Stated task:
Rewrite every row below, substituting "outline" for each occurrence of "segment" and leaving everything else unchanged.

*** Entries shown ***

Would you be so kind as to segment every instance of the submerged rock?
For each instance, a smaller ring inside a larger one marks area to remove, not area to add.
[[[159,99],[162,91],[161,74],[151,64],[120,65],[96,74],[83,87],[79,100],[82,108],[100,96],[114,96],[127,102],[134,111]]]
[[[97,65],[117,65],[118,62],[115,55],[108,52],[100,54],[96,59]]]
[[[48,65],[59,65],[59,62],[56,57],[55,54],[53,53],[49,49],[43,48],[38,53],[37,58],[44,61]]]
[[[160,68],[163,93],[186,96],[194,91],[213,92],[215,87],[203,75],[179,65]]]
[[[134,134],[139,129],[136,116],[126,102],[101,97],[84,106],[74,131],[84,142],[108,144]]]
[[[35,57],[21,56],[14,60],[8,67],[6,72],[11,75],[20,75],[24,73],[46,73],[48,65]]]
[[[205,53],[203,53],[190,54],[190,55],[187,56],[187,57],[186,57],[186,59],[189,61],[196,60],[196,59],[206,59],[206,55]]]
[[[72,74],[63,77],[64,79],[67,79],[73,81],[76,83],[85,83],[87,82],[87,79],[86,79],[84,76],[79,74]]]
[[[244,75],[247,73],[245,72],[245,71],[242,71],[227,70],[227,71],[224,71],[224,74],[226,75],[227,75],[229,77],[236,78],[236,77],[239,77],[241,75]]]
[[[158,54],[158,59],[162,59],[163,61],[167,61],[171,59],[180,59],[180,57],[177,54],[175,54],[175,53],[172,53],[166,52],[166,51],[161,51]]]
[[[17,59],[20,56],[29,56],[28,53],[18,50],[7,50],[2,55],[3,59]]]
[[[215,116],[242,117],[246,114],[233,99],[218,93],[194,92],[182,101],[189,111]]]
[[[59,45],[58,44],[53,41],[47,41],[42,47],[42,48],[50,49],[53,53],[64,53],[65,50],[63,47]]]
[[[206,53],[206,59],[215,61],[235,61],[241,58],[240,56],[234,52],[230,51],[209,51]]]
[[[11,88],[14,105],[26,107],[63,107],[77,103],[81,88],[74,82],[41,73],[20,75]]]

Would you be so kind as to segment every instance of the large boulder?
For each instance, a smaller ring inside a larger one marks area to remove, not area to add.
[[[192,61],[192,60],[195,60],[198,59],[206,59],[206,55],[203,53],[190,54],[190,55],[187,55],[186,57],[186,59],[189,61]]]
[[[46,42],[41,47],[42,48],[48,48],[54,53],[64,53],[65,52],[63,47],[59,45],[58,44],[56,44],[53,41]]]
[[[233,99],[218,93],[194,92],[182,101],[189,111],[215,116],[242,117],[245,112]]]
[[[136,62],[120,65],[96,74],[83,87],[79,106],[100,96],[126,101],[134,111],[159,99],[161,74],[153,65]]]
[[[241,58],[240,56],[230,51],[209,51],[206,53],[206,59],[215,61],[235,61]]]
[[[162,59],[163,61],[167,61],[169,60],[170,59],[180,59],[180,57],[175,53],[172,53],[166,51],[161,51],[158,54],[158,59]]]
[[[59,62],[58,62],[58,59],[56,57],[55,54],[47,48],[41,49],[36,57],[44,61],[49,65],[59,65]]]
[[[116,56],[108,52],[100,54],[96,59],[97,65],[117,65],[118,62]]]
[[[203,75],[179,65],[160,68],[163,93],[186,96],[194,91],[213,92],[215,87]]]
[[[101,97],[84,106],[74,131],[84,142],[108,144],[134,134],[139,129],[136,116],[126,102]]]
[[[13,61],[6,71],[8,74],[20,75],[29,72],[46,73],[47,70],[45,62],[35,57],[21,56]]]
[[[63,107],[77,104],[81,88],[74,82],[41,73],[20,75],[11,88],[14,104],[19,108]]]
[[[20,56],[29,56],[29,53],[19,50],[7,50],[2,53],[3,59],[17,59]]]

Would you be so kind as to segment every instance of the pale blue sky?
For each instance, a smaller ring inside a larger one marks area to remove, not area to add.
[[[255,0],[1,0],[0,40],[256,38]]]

***

Answer for the task:
Would you be so kind as to outline every instance of the submerged rock?
For each instance, a smaller ring inside a larger one marks area to remove, not area to add.
[[[159,99],[162,91],[161,74],[151,64],[120,65],[96,74],[83,87],[79,100],[82,108],[100,96],[114,96],[127,102],[134,111]]]
[[[97,65],[117,65],[118,62],[115,55],[108,52],[100,54],[96,59]]]
[[[48,65],[59,65],[59,62],[56,57],[55,54],[53,53],[49,49],[43,48],[38,53],[37,58],[44,61]]]
[[[160,68],[163,93],[186,96],[194,91],[213,92],[215,87],[203,75],[179,65]]]
[[[134,134],[139,129],[136,116],[126,102],[101,97],[84,106],[74,131],[84,142],[108,144]]]
[[[35,57],[21,56],[14,60],[8,67],[6,72],[11,75],[20,75],[24,73],[46,73],[48,65]]]
[[[205,53],[203,53],[190,54],[190,55],[187,56],[187,57],[186,57],[186,59],[189,61],[196,60],[196,59],[206,59],[206,55]]]
[[[72,74],[63,77],[64,79],[67,79],[73,81],[76,83],[85,83],[87,82],[87,79],[86,79],[84,76],[79,74]]]
[[[244,75],[247,73],[245,72],[245,71],[242,71],[227,70],[227,71],[224,71],[224,74],[226,75],[227,75],[229,77],[236,78],[236,77],[239,77],[241,75]]]
[[[158,54],[158,59],[162,59],[163,61],[167,61],[171,59],[180,59],[180,57],[177,54],[175,54],[175,53],[172,53],[166,52],[166,51],[161,51]]]
[[[17,59],[20,56],[29,56],[28,53],[18,50],[7,50],[2,55],[3,59]]]
[[[215,116],[242,117],[246,114],[233,99],[218,93],[194,92],[182,101],[189,111]]]
[[[59,45],[58,44],[53,41],[47,41],[42,47],[42,48],[50,49],[53,53],[64,53],[65,50],[63,47]]]
[[[206,53],[206,59],[215,61],[235,61],[241,58],[240,56],[234,52],[230,51],[209,51]]]
[[[11,88],[14,105],[26,107],[63,107],[77,103],[81,88],[74,82],[41,73],[20,75]]]

Would you be so kind as to outline every instance of the large boulder?
For each instance, a smaller ring inside a larger one marks area to remove, not area to add.
[[[192,61],[192,60],[195,60],[198,59],[206,59],[206,55],[203,53],[190,54],[190,55],[187,55],[186,57],[186,59],[189,61]]]
[[[46,42],[41,47],[42,48],[48,48],[54,53],[64,53],[65,52],[63,47],[59,45],[58,44],[56,44],[53,41]]]
[[[233,99],[218,93],[194,92],[182,101],[189,111],[215,116],[242,117],[245,112]]]
[[[136,62],[120,65],[96,74],[83,87],[79,106],[100,96],[126,101],[134,111],[159,99],[161,74],[153,65]]]
[[[241,58],[240,56],[230,51],[209,51],[206,53],[206,59],[215,61],[235,61]]]
[[[162,59],[163,61],[167,61],[169,60],[170,59],[180,59],[180,57],[175,53],[172,53],[166,51],[161,51],[158,54],[158,59]]]
[[[59,62],[58,62],[58,59],[56,57],[55,54],[47,48],[41,49],[36,57],[44,61],[49,65],[59,65]]]
[[[116,56],[108,52],[100,54],[96,59],[97,65],[117,65],[118,62]]]
[[[203,75],[179,65],[160,68],[163,93],[186,96],[194,91],[213,92],[215,87]]]
[[[101,97],[84,106],[74,131],[84,142],[108,144],[134,134],[139,129],[136,116],[126,102]]]
[[[13,61],[6,71],[8,74],[20,75],[29,72],[46,73],[47,70],[45,62],[35,57],[21,56]]]
[[[63,107],[77,104],[81,88],[74,82],[41,73],[20,75],[11,88],[14,104],[19,108]]]
[[[20,56],[29,56],[29,53],[19,50],[7,50],[2,53],[3,59],[17,59]]]

Would you be so kind as to outline every instance of the pale blue sky?
For each instance, a smaller ring inside a larger one marks area to remove, not area to add.
[[[255,0],[1,0],[0,40],[256,38]]]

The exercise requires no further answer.